*DATASET EXTRACT*
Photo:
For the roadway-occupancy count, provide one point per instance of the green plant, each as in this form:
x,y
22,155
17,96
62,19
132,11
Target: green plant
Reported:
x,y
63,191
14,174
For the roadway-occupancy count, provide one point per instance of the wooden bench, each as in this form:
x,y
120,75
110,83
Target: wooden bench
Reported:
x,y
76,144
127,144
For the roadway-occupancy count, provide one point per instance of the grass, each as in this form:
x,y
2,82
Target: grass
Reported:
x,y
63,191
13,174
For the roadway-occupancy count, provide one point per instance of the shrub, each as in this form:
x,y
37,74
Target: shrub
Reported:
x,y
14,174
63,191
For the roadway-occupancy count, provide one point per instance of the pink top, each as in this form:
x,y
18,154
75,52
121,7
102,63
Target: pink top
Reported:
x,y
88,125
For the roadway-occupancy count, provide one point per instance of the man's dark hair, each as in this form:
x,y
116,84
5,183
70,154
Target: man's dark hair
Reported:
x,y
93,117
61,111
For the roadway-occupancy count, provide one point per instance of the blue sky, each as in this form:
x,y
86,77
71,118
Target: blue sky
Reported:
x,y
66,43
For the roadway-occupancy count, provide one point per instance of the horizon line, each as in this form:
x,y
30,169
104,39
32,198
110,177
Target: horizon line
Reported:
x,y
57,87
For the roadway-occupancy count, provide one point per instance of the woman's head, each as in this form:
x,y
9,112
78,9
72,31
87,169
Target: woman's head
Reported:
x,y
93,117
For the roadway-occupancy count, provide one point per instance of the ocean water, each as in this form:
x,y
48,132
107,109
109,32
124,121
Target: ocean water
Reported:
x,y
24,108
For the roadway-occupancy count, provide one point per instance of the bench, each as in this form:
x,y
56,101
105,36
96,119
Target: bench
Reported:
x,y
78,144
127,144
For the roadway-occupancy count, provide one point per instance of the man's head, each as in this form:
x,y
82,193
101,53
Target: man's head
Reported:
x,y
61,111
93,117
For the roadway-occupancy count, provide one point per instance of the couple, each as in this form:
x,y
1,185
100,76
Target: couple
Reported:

*WHAT IS NEEDED*
Take the records above and return, word for word, only the lines that fall from the line with "Target: grass" to the line with "the man's dark", both of them included.

*RESULT OF THIS EXERCISE*
Target: grass
Reported:
x,y
63,191
13,174
For the roadway-occupancy count, provide one point per instance of the shrub, each as in this form:
x,y
37,74
Target: shrub
Reported:
x,y
14,174
63,191
For the roadway-occupancy count, provide one point per instance of the pink top, each as in this form:
x,y
18,154
75,52
121,7
102,63
Target: pink top
Reported:
x,y
88,125
For the roadway-occupancy count, provide one point per instance of the man's dark hair, each as in this form:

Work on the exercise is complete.